Display every line of the material below that contains the string "background", treating uppercase and lowercase letters as distinct.

◇ ◇ ◇

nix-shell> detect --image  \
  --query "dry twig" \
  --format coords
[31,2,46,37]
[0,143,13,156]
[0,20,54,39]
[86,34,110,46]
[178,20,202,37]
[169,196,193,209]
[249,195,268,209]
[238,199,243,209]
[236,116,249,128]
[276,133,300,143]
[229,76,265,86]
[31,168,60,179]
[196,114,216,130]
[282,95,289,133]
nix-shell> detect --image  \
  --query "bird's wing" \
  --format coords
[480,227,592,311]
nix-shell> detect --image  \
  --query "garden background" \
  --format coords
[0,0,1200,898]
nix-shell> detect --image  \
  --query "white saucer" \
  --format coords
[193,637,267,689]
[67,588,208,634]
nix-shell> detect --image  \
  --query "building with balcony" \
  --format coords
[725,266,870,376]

◇ ◇ ◇

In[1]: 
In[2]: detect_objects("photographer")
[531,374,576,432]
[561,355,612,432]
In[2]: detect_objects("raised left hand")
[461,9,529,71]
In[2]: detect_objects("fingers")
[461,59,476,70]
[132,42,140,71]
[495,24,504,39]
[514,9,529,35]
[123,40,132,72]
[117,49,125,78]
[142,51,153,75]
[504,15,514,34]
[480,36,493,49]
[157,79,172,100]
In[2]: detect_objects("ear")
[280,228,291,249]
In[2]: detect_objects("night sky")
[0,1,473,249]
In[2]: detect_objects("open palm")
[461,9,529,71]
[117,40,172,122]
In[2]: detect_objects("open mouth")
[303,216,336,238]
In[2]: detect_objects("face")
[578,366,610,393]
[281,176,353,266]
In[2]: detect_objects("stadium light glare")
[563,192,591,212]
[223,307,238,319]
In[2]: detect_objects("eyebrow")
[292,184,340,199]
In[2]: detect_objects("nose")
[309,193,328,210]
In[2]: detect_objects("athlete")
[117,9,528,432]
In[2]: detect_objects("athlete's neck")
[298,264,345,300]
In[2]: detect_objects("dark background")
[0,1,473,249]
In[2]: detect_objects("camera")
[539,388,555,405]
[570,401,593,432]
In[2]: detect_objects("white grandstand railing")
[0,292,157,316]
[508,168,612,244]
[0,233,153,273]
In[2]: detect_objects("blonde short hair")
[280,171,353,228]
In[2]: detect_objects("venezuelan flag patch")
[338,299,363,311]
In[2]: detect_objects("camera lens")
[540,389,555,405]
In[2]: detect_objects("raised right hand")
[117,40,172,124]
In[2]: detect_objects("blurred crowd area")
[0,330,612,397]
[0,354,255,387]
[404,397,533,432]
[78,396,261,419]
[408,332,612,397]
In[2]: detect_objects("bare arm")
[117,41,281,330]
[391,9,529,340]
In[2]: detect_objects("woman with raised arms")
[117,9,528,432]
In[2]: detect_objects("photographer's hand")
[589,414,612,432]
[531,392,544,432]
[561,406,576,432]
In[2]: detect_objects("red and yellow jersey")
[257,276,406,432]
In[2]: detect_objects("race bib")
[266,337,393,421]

◇ ◇ ◇

__TASK SOLUTION__
  --query "garden background" \
In[2]: detect_objects("dark background")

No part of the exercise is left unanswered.